# SELECTED PASSAGE:
BEGIN
A doctor specializing in working with individuals on the autistic spectrum will speak about autism next Saturday and guide tours of a new autism treatment center in Elkhart.

Posted on Jan. 8, 2012 at 12:00 a.m. | Updated on Jan. 8, 2012 at 11:39 a.m.

ELKHART — A center to help autistic children develop learning skills will open in Elkhart later this month.

The Behavior Analysis Center for Autism (BACA) has three branches in the Indianapolis area and works to teach language, social, self-help, academic, daily living and life skills to children with autism spectrum disorders and related disorders using applied behavior analysis, according to the center’s website.

Dr. Carl T. Sundberg, clinical director and founder of the centers, will speak about behavior analysis next Saturday and also introduce the Elkhart branch of the center.

Sundberg’s program is from 1 to 3 p.m. Saturday at the Knights of Columbus, 112 E. Lexington Ave., Elkhart. Afterwards, the audience may join Sundberg in a tour of the new BACA center, scheduled to open Jan. 16. The presentation will be aimed at parents of children on the autistic spectrum and professionals working with those children.
END
# SOURCE DATA:
BEGIN
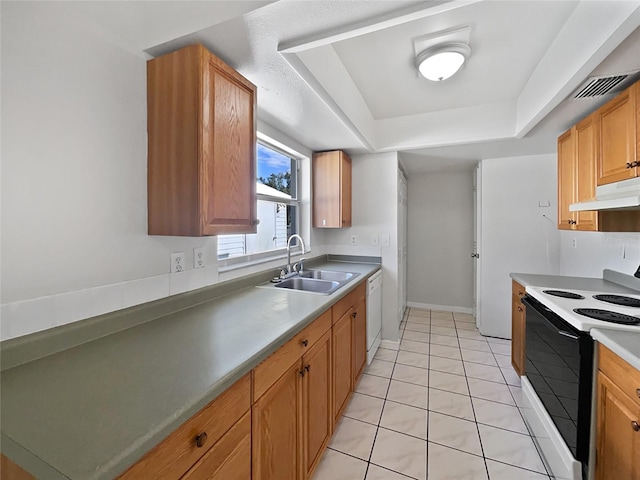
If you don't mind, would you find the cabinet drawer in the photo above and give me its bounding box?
END
# BRIEF 1:
Please quote everything in the Elkhart autism center article from "ELKHART — A" down to "the center’s website.".
# BRIEF 2:
Summarize the Elkhart autism center article in two sentences.

# TASK SOLUTION 1:
ELKHART — A center to help autistic children develop learning skills will open in Elkhart later this month.

The Behavior Analysis Center for Autism (BACA) has three branches in the Indianapolis area and works to teach language, social, self-help, academic, daily living and life skills to children with autism spectrum disorders and related disorders using applied behavior analysis, according to the center’s website.

# TASK SOLUTION 2:
The Behavior Analysis Center for Autism, which has three branches in the Indianapolis area and uses applied behavior analysis to teach skills to children with autism spectrum disorders, is scheduled to open a branch in Elkhart on Jan. 16. Its clinical director and founder, Dr. Carl T. Sundberg, will speak about behavior analysis from 1 to 3 p.m. Saturday at the Knights of Columbus in Elkhart, and afterward the audience may join him in a tour of the new center.